[Supplied passage]
The workshop

Workshop Description

Proteins are one of the major workhorses of the human cell, and carry out major functions that keep us healthy. Many human genetic diseases, such as cystic fibrosis (CF) or Duchenne muscular dystrophy, are the result of mutations to proteins produced by the cells in our body. CF for example, involve mutations to a protein responsible for transporting ions across the membranes of our cell. Shown below is a visualization of the 3D structure of the CFTR gene that is mutated in cystic fibrosis patients, as well as a cartoon showing how the protein malfunctions in cystic fibrosis patients compared to healthy individuals (figure adapted from here).

CFTR structure

 

Seeing the protein 3D structure with and without a disease mutation is important for figuring out how the disease works, and how to develop therapies for it.

Genetic studies have identified many of these protein mutations that contribute to disease development, but unlike cystic fibrosis, we do not have a reliable way to predict what the effect of the mutation is on the protein structure, thus hindering efforts to develop therapies for these diseases. In the past few years, deep learning and other machine learning tools have been developed to allow us to accurate predict protein structure from its sequence, and hypothesize about how genetic mutations affect how our cells and bodies work. Below is an outline of how the deep learning tool AlphaFold2 works (adapted from here).

AlphaFold2 schematic

 

In this hands-on, interactive workshop, students will use deep learning tools such as AlphaFold2 to investigate the potential effects of protein coding mutations that are thought to drive different human diseases. Students will contribute to real-life research while also learning about how AI can be used in biology and medicine, gain practical experience using deep learning tools for making predictions, visualize 3D structures of proteins, interpret a scientific paper, visualize genomic data, and present research results. 

No prior background or experience in biology or computer science is necessary for this workshop; all students are invited to apply.

[Work instructions]
- a) Decide whether each statement agrees with the workshop description. Answer yes or no for each, and quote the words of the description that decide it: (i) Applicants need prior experience in biology or computer science. (ii) In cystic fibrosis, the mutated protein transports ions across cell membranes. (iii) Students in the workshop will present research results.
- b) Answer these questions from the workshop description:
(i) Besides cystic fibrosis, which genetic disease does it name as resulting from protein mutations?
(ii) Which deep learning tool does it name as one that students will use?
(iii) Who is invited to apply?
- c) Write a continuation of the workshop description, beginning after its final sentence.

[Material supplied]
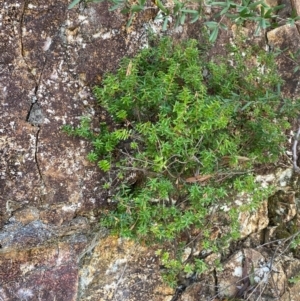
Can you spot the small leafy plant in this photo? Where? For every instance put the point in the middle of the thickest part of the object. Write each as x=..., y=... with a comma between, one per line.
x=238, y=12
x=185, y=137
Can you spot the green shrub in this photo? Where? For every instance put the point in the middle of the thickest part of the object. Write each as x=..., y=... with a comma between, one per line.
x=194, y=129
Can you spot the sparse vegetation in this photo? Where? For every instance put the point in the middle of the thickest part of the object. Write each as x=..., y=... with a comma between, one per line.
x=185, y=137
x=239, y=12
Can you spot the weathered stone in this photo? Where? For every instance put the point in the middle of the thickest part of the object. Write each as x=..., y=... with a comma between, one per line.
x=121, y=270
x=252, y=222
x=280, y=39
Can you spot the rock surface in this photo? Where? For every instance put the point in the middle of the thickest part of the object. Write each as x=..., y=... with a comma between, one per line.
x=50, y=196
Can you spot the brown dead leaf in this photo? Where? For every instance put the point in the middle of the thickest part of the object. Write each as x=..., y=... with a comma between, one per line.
x=198, y=179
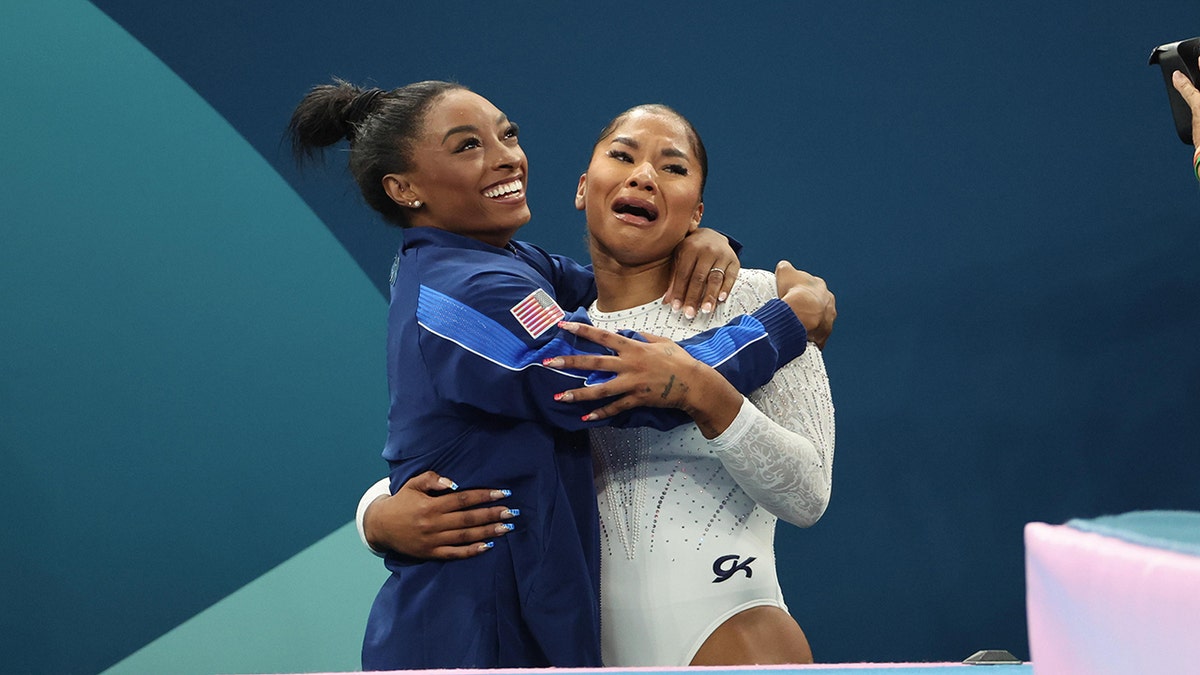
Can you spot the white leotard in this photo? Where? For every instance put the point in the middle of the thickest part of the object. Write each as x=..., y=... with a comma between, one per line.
x=688, y=524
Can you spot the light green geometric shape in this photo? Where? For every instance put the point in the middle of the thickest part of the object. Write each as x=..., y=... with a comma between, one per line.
x=306, y=615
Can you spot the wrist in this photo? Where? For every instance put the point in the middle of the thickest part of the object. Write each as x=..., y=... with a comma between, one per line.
x=712, y=402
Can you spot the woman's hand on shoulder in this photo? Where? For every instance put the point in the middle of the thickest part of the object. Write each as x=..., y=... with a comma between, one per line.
x=705, y=270
x=809, y=298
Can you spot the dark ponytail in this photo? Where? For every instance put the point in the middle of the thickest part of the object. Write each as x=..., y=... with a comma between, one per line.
x=379, y=125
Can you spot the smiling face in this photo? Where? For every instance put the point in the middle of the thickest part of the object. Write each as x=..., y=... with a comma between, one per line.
x=642, y=190
x=468, y=171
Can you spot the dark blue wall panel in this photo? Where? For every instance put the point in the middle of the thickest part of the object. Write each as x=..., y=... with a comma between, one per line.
x=995, y=193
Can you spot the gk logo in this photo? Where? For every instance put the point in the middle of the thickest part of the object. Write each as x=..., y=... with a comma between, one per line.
x=724, y=574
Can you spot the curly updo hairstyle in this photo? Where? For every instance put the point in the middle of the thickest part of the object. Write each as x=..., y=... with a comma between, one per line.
x=379, y=125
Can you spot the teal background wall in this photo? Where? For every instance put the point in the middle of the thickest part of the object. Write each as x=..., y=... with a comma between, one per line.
x=191, y=330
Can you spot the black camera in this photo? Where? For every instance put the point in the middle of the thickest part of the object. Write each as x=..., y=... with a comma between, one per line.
x=1179, y=57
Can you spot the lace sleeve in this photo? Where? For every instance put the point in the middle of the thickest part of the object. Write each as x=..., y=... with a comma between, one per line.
x=780, y=448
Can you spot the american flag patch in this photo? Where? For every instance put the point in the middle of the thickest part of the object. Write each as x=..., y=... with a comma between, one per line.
x=538, y=312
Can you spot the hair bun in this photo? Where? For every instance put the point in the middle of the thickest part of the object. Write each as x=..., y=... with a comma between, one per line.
x=361, y=106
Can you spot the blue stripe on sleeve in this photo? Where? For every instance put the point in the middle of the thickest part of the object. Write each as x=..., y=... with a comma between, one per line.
x=726, y=341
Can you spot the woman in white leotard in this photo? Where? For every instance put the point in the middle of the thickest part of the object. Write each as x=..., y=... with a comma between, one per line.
x=688, y=572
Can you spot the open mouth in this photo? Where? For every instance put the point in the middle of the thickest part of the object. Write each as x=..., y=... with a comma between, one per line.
x=505, y=190
x=635, y=211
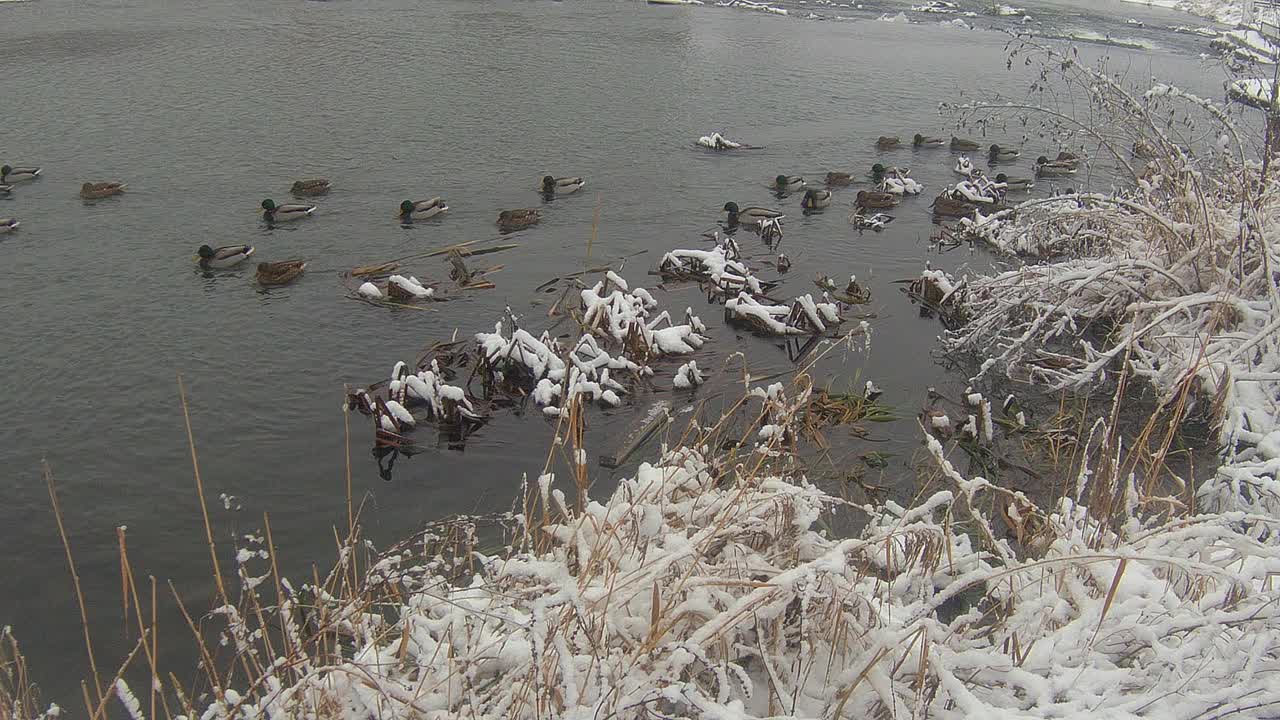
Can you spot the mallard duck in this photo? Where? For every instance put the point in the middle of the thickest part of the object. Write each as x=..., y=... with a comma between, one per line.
x=787, y=183
x=96, y=190
x=9, y=174
x=816, y=199
x=874, y=222
x=999, y=154
x=517, y=219
x=874, y=199
x=945, y=204
x=750, y=214
x=279, y=273
x=315, y=186
x=561, y=186
x=274, y=213
x=1015, y=183
x=1054, y=168
x=225, y=256
x=421, y=209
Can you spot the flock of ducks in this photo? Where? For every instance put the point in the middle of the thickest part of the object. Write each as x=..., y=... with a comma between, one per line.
x=974, y=192
x=288, y=270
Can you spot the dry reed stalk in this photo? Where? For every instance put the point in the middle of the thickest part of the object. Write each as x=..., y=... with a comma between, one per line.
x=80, y=596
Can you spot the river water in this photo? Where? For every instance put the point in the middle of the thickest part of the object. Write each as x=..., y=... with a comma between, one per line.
x=208, y=108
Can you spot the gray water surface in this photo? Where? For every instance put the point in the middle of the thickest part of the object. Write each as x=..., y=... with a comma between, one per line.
x=208, y=108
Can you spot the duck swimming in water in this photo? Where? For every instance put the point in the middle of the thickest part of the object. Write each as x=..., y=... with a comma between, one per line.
x=225, y=256
x=99, y=190
x=10, y=174
x=421, y=209
x=310, y=187
x=1023, y=185
x=789, y=183
x=750, y=214
x=816, y=199
x=551, y=185
x=274, y=213
x=997, y=154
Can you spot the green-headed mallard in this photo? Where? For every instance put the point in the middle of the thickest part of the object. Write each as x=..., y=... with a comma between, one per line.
x=816, y=199
x=96, y=190
x=274, y=213
x=279, y=273
x=309, y=187
x=1015, y=183
x=999, y=154
x=1047, y=168
x=874, y=199
x=421, y=209
x=517, y=219
x=224, y=256
x=750, y=214
x=787, y=183
x=552, y=185
x=10, y=174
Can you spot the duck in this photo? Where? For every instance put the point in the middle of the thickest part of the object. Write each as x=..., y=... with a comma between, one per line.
x=900, y=185
x=999, y=154
x=279, y=273
x=96, y=190
x=947, y=205
x=225, y=256
x=750, y=214
x=874, y=222
x=874, y=199
x=816, y=199
x=517, y=219
x=1054, y=168
x=421, y=209
x=1024, y=185
x=880, y=171
x=307, y=187
x=274, y=213
x=561, y=186
x=787, y=183
x=10, y=174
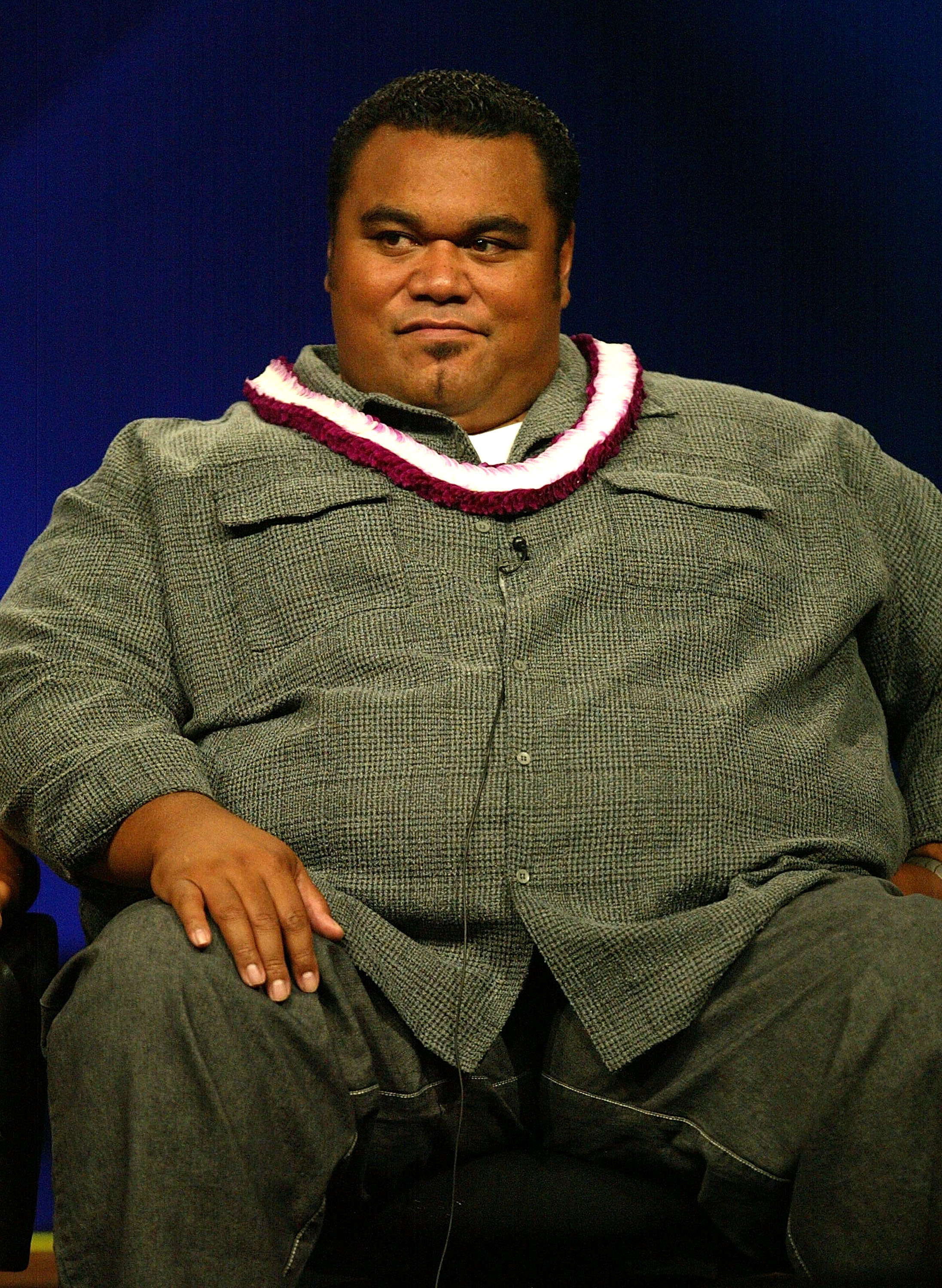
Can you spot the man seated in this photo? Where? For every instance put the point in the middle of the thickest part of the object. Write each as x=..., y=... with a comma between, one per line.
x=569, y=695
x=18, y=876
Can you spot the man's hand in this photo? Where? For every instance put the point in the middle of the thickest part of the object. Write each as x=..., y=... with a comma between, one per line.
x=11, y=874
x=912, y=879
x=203, y=860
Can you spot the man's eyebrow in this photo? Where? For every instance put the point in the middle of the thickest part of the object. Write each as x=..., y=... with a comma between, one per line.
x=476, y=228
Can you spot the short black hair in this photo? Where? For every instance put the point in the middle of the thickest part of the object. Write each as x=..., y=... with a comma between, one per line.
x=469, y=105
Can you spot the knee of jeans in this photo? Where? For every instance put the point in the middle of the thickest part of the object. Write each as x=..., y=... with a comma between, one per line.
x=143, y=960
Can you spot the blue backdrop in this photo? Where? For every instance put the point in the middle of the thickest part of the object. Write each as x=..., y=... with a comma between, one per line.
x=762, y=203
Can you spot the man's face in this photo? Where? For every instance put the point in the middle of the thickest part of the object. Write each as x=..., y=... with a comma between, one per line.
x=445, y=281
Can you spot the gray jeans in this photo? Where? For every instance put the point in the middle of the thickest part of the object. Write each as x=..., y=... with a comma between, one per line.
x=196, y=1125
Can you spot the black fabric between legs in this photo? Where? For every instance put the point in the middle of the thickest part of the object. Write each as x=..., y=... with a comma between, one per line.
x=29, y=959
x=525, y=1219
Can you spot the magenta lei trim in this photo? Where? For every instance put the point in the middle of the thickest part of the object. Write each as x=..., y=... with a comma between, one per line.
x=405, y=474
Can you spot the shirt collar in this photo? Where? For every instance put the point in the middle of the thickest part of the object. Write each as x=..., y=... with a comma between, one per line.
x=558, y=407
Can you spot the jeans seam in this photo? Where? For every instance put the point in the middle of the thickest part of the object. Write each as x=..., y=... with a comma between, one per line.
x=399, y=1095
x=794, y=1247
x=301, y=1234
x=673, y=1118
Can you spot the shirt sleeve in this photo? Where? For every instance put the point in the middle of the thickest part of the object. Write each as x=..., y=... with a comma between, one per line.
x=91, y=709
x=901, y=641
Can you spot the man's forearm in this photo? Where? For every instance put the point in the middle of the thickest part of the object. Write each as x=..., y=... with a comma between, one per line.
x=131, y=857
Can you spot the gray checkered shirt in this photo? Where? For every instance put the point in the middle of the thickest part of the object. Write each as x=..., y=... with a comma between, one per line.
x=709, y=657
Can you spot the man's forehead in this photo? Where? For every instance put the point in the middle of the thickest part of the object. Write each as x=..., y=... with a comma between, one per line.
x=406, y=169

[Answers for the exercise]
- a)
(i) No: "No prior background or experience in biology or computer science is necessary for this workshop"
(ii) Yes: "CF for example, involve mutations to a protein responsible for transporting ions across the membranes of our cell"
(iii) Yes: "and present research results"

- b)
(i) Duchenne muscular dystrophy
(ii) AlphaFold2
(iii) All students

- c)
 

Topics covered

Students will be assembled into teams of pairs of students for collaboration. Through these workshop activities, students will receive explicit training on interdisciplinary teamwork and presentation skills and will have opportunities to practice these skills through hands-on, collaborative work and an end-of-workshop presentation on their results. This is a hands-on lab; through practice and discussion, we will cover the following topics:

  • What is a genome? Why are proteins important and how do they function? How do some genetic diseases work? Why do we need AI?
  • How do we find out which diseases are likely caused by mutations in amino acid sequences of proteins? How do we find important parts of proteins, through analysis of protein sequences?
  • How can we use deep learning to predict the 3D structure of proteins? How do we visualize it?
  • How do we assess the quality of predictions made by deep learning?
  • What is the effect of disease-causing mutations on the protein 3D structure?
  • Can we use deep learning to predict which parts of the proteins are more important than others?
  • How do we effectively communicate our results through formal scientific reports? Through oral presentations?

Educational Outcomes

(A) Students will actively participate in a research project that is broadly relevant to the academic community.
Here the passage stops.